--- START RECORDED DATA ---
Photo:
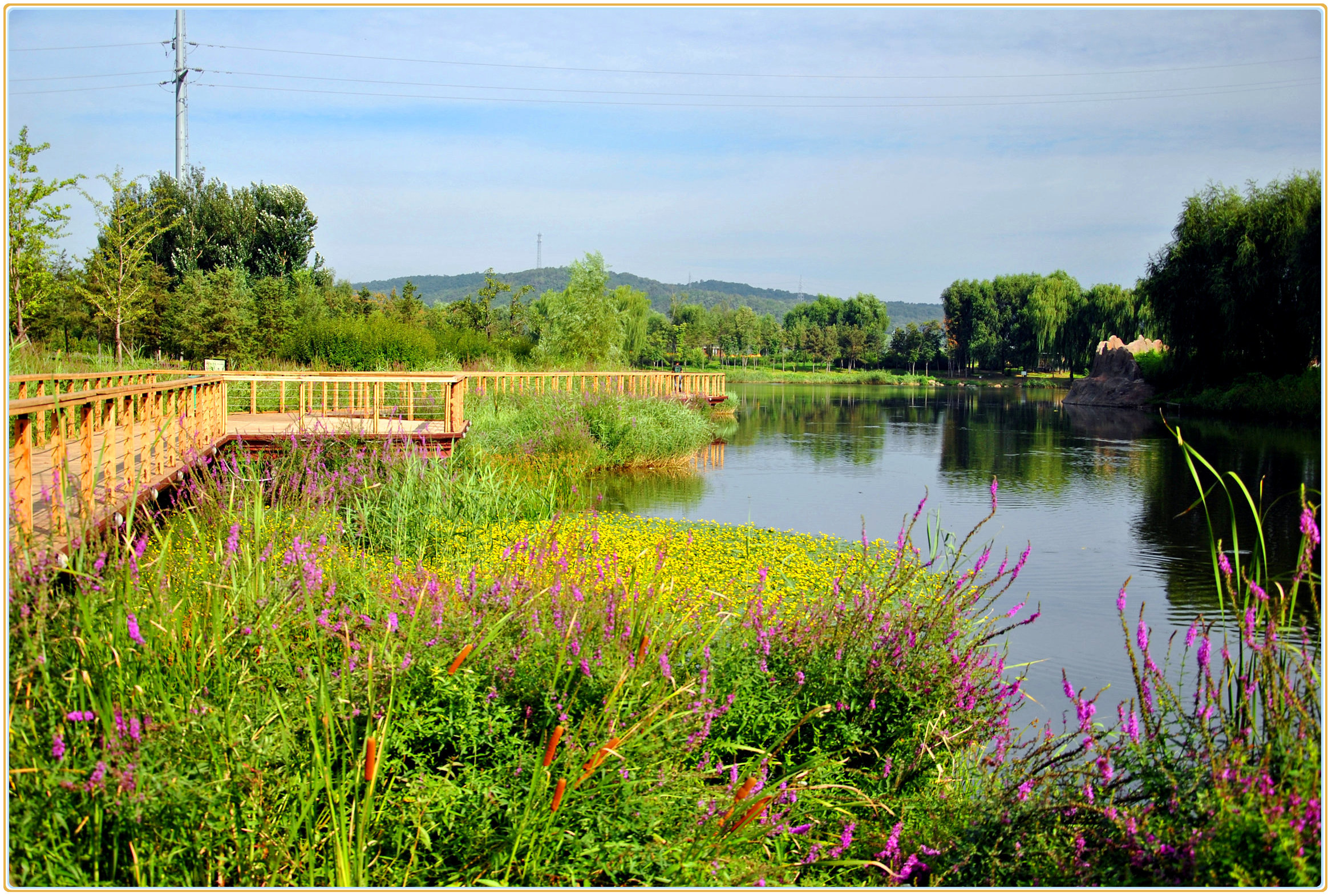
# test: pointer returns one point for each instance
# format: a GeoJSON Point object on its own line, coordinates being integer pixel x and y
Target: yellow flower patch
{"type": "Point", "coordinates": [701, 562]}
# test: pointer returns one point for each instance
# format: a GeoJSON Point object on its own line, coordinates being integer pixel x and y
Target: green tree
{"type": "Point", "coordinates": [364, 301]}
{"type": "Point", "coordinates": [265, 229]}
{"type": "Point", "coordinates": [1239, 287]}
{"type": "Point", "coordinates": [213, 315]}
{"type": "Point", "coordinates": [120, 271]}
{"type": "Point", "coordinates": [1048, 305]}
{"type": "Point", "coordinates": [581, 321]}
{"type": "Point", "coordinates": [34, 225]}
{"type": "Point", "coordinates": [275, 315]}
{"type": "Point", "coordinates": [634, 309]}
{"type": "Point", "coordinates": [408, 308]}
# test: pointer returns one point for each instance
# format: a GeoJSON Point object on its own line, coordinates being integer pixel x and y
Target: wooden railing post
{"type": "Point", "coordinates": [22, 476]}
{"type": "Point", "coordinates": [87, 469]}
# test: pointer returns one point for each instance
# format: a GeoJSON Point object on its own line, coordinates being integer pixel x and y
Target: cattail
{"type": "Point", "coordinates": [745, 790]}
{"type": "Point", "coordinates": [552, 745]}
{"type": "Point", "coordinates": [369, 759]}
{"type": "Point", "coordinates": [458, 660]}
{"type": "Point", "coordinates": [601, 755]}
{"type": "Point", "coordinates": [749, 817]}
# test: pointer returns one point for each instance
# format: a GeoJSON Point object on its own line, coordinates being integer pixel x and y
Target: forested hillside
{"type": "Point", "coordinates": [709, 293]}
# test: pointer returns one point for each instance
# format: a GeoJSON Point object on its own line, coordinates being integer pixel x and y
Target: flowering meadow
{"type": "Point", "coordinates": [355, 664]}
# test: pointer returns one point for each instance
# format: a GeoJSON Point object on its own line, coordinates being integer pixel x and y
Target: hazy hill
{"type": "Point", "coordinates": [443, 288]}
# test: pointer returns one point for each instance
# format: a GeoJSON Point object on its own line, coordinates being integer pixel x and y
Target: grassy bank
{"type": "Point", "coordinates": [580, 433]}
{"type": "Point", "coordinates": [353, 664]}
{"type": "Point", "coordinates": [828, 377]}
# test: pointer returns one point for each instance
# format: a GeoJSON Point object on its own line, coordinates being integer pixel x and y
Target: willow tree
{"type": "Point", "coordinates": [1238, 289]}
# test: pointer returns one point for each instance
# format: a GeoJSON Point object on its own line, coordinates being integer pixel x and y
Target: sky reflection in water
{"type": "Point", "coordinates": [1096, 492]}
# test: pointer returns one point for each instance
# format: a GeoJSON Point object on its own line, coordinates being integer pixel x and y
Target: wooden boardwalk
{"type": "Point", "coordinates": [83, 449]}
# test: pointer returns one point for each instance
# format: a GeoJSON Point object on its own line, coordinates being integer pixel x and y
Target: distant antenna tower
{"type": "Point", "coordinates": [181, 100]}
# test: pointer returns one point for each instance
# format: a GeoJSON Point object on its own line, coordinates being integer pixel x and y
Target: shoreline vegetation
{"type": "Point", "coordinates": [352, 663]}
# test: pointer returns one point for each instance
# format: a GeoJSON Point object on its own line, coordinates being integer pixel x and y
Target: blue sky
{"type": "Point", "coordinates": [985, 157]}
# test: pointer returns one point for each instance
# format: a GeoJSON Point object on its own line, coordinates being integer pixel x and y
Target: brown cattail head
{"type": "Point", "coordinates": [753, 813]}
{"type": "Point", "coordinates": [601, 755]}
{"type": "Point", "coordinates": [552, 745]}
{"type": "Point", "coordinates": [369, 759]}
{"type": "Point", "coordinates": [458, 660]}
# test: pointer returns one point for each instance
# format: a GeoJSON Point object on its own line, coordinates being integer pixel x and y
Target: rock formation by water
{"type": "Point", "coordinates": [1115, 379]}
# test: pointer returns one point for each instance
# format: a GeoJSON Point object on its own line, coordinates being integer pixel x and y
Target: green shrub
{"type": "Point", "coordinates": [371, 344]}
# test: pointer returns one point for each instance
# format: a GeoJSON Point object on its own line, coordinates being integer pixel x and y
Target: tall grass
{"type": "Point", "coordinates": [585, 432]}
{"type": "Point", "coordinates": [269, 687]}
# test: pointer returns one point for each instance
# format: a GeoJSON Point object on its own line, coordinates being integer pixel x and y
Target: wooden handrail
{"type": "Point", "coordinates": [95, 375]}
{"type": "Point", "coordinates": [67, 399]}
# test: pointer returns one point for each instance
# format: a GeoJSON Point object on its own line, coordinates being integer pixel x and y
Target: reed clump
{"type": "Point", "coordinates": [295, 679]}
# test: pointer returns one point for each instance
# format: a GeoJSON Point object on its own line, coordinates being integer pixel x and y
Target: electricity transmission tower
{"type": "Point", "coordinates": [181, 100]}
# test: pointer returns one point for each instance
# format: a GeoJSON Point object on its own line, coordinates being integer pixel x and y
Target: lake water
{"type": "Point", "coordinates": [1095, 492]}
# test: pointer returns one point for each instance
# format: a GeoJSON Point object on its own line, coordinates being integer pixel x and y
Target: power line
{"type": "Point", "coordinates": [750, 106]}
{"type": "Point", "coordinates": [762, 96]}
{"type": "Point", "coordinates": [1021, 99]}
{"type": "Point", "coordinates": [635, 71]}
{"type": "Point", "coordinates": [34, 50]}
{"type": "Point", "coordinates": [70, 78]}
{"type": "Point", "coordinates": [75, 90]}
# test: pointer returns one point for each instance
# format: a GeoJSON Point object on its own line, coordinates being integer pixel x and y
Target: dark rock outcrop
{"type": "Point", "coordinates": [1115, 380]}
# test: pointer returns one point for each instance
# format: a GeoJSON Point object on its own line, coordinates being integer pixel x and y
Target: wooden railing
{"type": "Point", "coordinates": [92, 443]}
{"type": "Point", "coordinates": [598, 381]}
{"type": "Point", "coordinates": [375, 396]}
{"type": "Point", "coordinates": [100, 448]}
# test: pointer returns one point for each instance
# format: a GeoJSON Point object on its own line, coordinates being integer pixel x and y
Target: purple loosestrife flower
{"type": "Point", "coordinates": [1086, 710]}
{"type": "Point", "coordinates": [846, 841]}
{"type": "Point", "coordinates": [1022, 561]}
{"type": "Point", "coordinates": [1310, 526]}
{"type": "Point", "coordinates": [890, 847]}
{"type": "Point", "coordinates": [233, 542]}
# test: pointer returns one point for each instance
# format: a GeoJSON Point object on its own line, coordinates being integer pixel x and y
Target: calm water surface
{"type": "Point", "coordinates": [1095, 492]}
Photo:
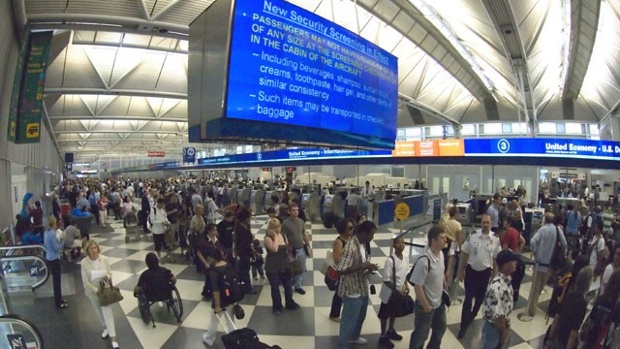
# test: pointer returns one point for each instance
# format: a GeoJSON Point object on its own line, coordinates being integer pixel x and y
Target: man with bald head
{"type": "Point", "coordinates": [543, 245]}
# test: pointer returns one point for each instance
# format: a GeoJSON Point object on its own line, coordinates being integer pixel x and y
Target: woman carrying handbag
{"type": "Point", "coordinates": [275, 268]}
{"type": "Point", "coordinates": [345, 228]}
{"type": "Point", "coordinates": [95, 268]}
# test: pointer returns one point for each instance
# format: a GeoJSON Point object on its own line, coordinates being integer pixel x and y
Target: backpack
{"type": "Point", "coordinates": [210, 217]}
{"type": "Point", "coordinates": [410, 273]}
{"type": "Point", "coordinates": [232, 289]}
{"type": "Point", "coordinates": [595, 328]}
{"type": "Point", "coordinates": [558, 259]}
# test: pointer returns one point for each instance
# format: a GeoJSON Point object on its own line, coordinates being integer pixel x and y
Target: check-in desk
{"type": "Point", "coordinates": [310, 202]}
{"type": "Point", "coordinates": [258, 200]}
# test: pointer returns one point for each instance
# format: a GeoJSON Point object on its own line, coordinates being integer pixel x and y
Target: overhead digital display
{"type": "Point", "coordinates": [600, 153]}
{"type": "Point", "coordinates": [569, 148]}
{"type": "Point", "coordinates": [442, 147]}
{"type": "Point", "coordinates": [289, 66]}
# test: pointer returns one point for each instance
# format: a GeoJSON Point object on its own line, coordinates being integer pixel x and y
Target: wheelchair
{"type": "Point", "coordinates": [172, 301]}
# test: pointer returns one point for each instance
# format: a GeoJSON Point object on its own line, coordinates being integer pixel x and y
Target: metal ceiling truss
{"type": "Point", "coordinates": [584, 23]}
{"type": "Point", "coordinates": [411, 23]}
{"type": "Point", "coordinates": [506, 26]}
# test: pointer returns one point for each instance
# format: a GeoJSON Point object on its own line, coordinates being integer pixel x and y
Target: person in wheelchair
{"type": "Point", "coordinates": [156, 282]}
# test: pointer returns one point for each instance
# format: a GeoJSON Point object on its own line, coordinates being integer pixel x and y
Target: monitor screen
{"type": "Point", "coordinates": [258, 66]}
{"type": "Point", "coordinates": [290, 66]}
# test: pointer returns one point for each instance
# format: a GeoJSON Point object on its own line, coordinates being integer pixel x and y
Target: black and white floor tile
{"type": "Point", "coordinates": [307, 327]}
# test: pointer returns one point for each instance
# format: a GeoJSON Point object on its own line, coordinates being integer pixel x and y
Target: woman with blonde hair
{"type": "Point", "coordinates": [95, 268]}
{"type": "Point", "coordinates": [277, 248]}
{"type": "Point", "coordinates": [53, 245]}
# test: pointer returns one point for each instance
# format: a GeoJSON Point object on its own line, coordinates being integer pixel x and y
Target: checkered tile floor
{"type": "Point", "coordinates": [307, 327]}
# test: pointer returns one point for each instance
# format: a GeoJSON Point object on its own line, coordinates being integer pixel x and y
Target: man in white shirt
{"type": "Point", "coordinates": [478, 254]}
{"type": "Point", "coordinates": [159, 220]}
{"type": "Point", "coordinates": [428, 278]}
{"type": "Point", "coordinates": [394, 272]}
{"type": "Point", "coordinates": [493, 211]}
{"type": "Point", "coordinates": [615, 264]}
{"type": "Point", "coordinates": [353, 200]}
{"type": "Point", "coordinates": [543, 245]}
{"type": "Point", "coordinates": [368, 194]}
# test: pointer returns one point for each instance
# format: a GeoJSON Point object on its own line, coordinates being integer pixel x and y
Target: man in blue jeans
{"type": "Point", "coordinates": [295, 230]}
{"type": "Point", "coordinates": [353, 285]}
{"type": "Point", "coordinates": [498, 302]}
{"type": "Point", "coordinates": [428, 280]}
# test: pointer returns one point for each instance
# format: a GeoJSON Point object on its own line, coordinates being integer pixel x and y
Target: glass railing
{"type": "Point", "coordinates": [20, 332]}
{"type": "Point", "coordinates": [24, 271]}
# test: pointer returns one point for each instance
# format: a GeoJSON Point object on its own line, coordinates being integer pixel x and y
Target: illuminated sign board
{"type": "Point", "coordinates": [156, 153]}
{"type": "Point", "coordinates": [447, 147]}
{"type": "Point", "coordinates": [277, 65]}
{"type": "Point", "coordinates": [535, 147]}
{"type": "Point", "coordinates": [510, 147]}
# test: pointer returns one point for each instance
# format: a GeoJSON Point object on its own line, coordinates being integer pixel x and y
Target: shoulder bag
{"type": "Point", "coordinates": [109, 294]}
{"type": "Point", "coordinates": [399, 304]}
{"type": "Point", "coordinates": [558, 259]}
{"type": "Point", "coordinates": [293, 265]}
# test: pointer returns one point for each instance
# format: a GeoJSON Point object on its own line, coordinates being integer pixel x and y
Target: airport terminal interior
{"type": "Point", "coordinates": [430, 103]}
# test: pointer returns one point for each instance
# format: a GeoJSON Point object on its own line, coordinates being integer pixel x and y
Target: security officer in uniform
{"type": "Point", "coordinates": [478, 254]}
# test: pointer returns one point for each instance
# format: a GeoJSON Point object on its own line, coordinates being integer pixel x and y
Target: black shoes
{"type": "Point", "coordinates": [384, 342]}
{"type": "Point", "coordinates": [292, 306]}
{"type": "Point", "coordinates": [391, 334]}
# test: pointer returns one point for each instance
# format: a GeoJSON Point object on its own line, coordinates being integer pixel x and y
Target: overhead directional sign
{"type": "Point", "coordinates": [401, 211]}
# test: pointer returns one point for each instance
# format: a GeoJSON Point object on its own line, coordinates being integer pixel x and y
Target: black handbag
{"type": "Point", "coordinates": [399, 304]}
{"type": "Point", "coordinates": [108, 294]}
--- END RECORDED DATA ---
== SET TASK ==
Please find every line above that contains the word "handbag" and copy each one out.

== CORRECT RESPONSE ==
Target: woman carrying handbag
Target: black handbag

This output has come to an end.